Set task a - In the blog post about Mitt Romney skipping the Nickelodeon election special, who gave the Obama campaign's statement, and what was his title?

Text section -
■ ■ ■ ■ ■

Why Wouldn't Mitt Talk to the Kids?

Over at The Stranger Slog, they had a headline, "Mitt Romney Hates Children."  Please, I know he loves children but the issue is, why not go to the Nickelodeon tv special on the election?   Here's what Obama's campaign said:
In a release, the network says Mitt Romney declined to participate after numerous attempts. The program will include file sound bites of Romney addressing the subjects.
The president's re-election campaign wasted no time in hitting its opponent over not participating. "It's no surprise Romney decided to play hooky. Kids demand details, and I'm sure they want some answers on why Romney could increase their class sizes, eliminate their teacher's jobs, raise taxes on their families and slash funding for Big Bird. Unfortunately for Mitt Romney, 'The dog ate my homework' just doesn't cut it when you're running for President," Obama campaign deputy press secretary Adam Fetcher said in a statement.
Is Romney really that afraid of unscripted replies?  I mean, he already went after Big Bird and now he can't talk to a few kid reporters?

(Also, to note - neither of them mentioned charter schools the other night during the debate.)

7 comments:

Unknown said...

Melissa, What Mitt did mention, though, was allowing special ed students to take their federal funding with them to private schools.

dan dempsey said...

Hummm... on class size. When the legislature decided to adopt the Common Core State standards .... Mr Dorn's report detailed that most of the cost of CCSS would be coming directly out of district funds.. (another unfunded mandate from Olympia courtesy of Obama/Duncan)

The CCSS details are as approved in WA => the cost of CCSS comes out to be the equivalent of 300+ teachers per year for five years.

Obama/Duncan should not talk about class size .... as they have no high ground to stand on.

Unknown said...

Mary that is the newest item in conservative education. This idea that you start with Special Ed kids and then, vouchers for all. Question is, are there that many private schools that would serve Special Ed students, that have the programs? I don't think so. But this is the next big thing.

Dorothy Neville said...

What? Kids in private schools do have access to special ed support. At least somewhat, I don't know the details or the depth of the issue, but it is not cut and dried like this. There are pass through programs that show up in the district budgets.

Unknown said...
This comment has been removed by the author.
Unknown said...

@Dorothy, yes, kids in private schools do have access to special ed support. But it's very confusing. I chose to pull my son out of special education at Seattle Public Schools two years ago and self-pay for him to attend private school. He receives speech language services at Mercer Middle School through SPS. It took me 7 months of wrangling to get that. I drive him there to receive services during the school day.

Other kids with special needs are educated at my child's private school at public expense. This means the district pays their tuition as well as associated services and transportation. This can run upwards of $100,000 per child per year if the child has a private aide. Anyway, federal funds for special ed students are nowhere near enough money to pay any kind of private school tuition for special education, and that is where state funding enters the equation. Several state legislatures have introduced legislation (usually straight out of the ALEC cauldron) which would provide state funding through a voucher system for special education students in private schools. For an example, here is the "Autism Scholarship" legislation: http://alecexposed.org/w/images/7/79/2D8-THE_AUTISM_SCHOLARSHIP_PROGRAM_ACT_Exposed.pdf

The biggest issue with private schools are that they are not required to provide services mandated by IDEA. Lacking any proper accountability and oversight, these programs strip legal protections for parents and their children. In addition, because voucher programs do not cover the full cost of educating a child with disability, good (expensive) programs end up only serving the children of the wealthy, who can afford to pay the difference. Here is a position paper by the National Council on Disabilities on School Vouchers: http://www.ncd.gov/publications/2003/April152003

Dorothy Neville said...

Mary, thanks for the detailed explanation. Does sound like ALEC, doesn't it.

■ ■ ■ ■ ■

Provided records -

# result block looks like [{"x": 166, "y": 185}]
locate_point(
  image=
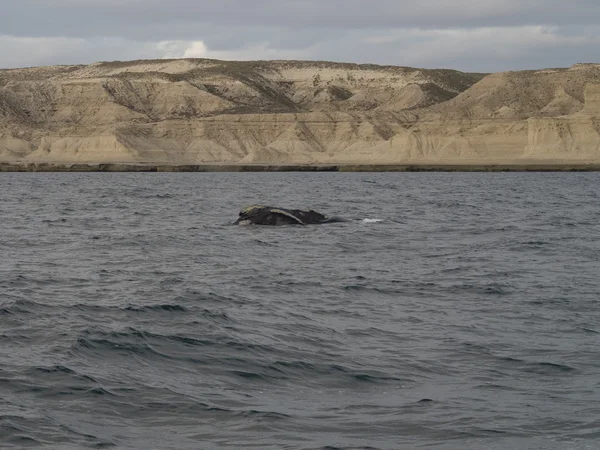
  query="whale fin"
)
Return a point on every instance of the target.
[{"x": 287, "y": 214}]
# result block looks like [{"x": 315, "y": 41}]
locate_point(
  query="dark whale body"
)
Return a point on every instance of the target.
[{"x": 270, "y": 215}]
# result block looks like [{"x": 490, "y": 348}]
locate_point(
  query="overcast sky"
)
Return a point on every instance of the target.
[{"x": 469, "y": 35}]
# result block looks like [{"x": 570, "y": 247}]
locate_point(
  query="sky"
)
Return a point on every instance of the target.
[{"x": 468, "y": 35}]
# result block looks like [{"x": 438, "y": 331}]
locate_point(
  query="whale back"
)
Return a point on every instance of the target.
[{"x": 269, "y": 215}]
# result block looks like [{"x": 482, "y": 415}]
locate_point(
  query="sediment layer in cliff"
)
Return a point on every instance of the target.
[{"x": 296, "y": 112}]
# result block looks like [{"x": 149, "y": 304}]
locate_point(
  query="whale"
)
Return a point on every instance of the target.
[{"x": 274, "y": 216}]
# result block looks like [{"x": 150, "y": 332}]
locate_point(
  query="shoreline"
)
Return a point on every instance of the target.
[{"x": 118, "y": 167}]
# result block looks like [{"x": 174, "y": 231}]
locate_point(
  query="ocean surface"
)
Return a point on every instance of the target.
[{"x": 454, "y": 311}]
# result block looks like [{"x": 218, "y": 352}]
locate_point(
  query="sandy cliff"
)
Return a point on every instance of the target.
[{"x": 280, "y": 112}]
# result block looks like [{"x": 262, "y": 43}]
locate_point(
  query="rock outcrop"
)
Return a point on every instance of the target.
[{"x": 198, "y": 111}]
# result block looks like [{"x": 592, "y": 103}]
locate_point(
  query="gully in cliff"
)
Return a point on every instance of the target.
[{"x": 269, "y": 215}]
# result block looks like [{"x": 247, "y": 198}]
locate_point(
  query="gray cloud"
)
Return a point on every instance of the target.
[{"x": 483, "y": 35}]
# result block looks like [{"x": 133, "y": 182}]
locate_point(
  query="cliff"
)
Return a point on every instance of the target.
[{"x": 295, "y": 112}]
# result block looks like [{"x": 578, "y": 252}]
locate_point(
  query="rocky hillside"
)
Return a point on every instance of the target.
[{"x": 195, "y": 111}]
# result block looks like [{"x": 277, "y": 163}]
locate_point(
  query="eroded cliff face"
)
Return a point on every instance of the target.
[{"x": 206, "y": 111}]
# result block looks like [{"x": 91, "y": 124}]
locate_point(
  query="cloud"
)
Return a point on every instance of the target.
[
  {"x": 478, "y": 35},
  {"x": 258, "y": 51}
]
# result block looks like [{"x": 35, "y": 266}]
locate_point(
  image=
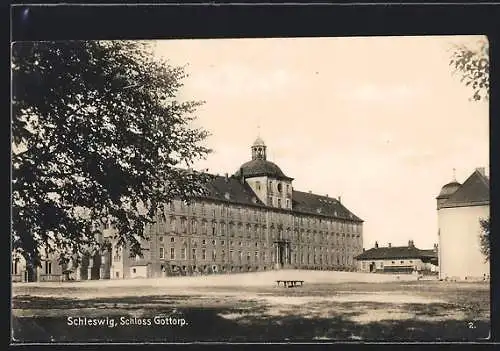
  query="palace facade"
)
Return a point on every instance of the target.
[{"x": 253, "y": 220}]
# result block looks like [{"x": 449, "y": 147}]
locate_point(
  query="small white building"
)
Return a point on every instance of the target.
[
  {"x": 398, "y": 259},
  {"x": 460, "y": 207}
]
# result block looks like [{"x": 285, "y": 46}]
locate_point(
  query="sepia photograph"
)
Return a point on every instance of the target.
[{"x": 265, "y": 190}]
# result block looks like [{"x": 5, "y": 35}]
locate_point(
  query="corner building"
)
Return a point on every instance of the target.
[{"x": 251, "y": 221}]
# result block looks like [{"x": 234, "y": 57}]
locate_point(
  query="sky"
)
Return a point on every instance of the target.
[{"x": 380, "y": 121}]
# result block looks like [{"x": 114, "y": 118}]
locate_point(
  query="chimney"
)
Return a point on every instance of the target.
[{"x": 481, "y": 170}]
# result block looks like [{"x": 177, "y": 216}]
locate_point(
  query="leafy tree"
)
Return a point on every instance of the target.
[
  {"x": 484, "y": 238},
  {"x": 97, "y": 136},
  {"x": 473, "y": 65}
]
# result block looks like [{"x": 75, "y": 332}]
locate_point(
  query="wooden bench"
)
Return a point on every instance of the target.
[{"x": 290, "y": 283}]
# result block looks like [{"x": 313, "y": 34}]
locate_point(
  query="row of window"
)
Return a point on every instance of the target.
[{"x": 259, "y": 215}]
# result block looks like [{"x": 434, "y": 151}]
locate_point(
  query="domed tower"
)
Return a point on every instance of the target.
[{"x": 265, "y": 178}]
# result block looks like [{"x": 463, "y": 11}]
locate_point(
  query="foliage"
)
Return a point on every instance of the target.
[
  {"x": 97, "y": 137},
  {"x": 473, "y": 65},
  {"x": 484, "y": 238}
]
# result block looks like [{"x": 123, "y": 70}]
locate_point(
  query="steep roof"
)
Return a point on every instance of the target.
[
  {"x": 474, "y": 191},
  {"x": 321, "y": 205},
  {"x": 396, "y": 252},
  {"x": 232, "y": 189}
]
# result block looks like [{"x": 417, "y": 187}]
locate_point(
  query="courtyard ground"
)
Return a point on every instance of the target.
[{"x": 249, "y": 307}]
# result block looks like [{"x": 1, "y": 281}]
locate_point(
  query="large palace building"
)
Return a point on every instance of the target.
[{"x": 253, "y": 220}]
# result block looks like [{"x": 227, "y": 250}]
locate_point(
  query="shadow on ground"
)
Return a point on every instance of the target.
[{"x": 251, "y": 323}]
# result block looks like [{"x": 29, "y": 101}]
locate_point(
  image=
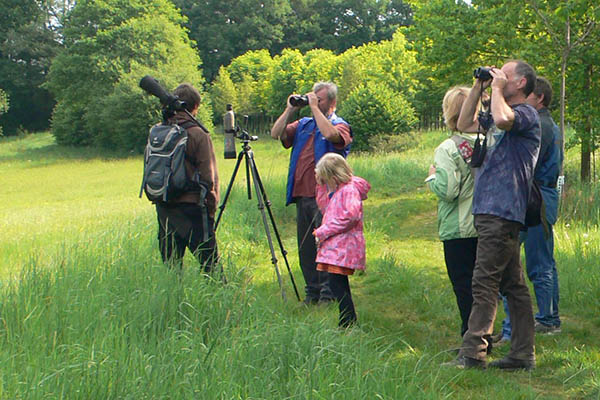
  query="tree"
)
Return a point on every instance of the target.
[
  {"x": 4, "y": 105},
  {"x": 373, "y": 109},
  {"x": 28, "y": 42},
  {"x": 225, "y": 29},
  {"x": 223, "y": 92},
  {"x": 109, "y": 46},
  {"x": 570, "y": 25}
]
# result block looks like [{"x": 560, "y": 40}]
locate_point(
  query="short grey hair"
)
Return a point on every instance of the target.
[{"x": 331, "y": 89}]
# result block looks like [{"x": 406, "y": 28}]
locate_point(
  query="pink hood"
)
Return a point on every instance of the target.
[{"x": 341, "y": 238}]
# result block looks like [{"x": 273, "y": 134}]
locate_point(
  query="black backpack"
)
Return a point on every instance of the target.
[{"x": 164, "y": 167}]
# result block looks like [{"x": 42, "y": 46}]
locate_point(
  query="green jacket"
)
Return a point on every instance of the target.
[{"x": 453, "y": 185}]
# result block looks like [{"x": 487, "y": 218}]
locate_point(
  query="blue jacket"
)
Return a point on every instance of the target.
[
  {"x": 305, "y": 128},
  {"x": 548, "y": 165}
]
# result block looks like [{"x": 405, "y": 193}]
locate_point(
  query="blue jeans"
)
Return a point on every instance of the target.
[{"x": 541, "y": 270}]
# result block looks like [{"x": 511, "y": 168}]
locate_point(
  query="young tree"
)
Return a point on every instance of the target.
[{"x": 4, "y": 105}]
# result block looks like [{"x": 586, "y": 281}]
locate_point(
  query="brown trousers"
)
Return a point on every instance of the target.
[{"x": 498, "y": 268}]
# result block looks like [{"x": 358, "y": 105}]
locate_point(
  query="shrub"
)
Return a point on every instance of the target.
[{"x": 373, "y": 109}]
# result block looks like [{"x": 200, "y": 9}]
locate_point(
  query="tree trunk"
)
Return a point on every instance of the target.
[{"x": 586, "y": 138}]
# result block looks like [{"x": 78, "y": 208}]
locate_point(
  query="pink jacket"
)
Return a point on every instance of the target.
[{"x": 341, "y": 233}]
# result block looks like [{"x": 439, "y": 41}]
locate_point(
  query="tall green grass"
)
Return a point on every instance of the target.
[{"x": 87, "y": 310}]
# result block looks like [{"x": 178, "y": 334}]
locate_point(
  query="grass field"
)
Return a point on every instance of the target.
[{"x": 87, "y": 310}]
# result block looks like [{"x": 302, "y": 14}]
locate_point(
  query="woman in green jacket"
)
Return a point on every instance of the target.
[{"x": 451, "y": 180}]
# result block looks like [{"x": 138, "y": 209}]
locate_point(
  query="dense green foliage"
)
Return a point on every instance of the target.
[
  {"x": 226, "y": 29},
  {"x": 28, "y": 43},
  {"x": 109, "y": 46},
  {"x": 255, "y": 53},
  {"x": 4, "y": 105},
  {"x": 376, "y": 83},
  {"x": 88, "y": 310}
]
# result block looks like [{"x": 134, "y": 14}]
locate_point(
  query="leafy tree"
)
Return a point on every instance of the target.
[
  {"x": 109, "y": 46},
  {"x": 28, "y": 42},
  {"x": 373, "y": 109},
  {"x": 287, "y": 73},
  {"x": 225, "y": 29},
  {"x": 321, "y": 65},
  {"x": 223, "y": 92},
  {"x": 4, "y": 105},
  {"x": 341, "y": 24},
  {"x": 251, "y": 73}
]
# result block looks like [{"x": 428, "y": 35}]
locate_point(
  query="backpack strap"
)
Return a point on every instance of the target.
[
  {"x": 187, "y": 124},
  {"x": 465, "y": 150}
]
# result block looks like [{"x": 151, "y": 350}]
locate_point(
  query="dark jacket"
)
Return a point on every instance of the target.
[{"x": 200, "y": 156}]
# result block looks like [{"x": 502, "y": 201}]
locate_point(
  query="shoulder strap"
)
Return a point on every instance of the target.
[
  {"x": 464, "y": 147},
  {"x": 187, "y": 124}
]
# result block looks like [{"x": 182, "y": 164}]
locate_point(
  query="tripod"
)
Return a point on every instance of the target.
[{"x": 263, "y": 202}]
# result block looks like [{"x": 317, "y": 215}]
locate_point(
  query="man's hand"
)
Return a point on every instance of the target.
[
  {"x": 317, "y": 242},
  {"x": 278, "y": 128},
  {"x": 499, "y": 79},
  {"x": 313, "y": 101},
  {"x": 289, "y": 107}
]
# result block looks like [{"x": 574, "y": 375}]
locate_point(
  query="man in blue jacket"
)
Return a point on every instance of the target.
[
  {"x": 310, "y": 138},
  {"x": 539, "y": 244}
]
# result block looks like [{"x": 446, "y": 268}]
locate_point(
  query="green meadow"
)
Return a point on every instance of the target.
[{"x": 88, "y": 311}]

■ ■ ■ ■ ■

Set task b - Report every line of the records that contains the word "tree", copying each such line in full.

Correct output a - Adam Fetcher, the Obama campaign's deputy press secretary.

Correct output b -
  query="leafy tree"
  query="tree"
  query="young tree"
  query="tree trunk"
  query="leafy tree"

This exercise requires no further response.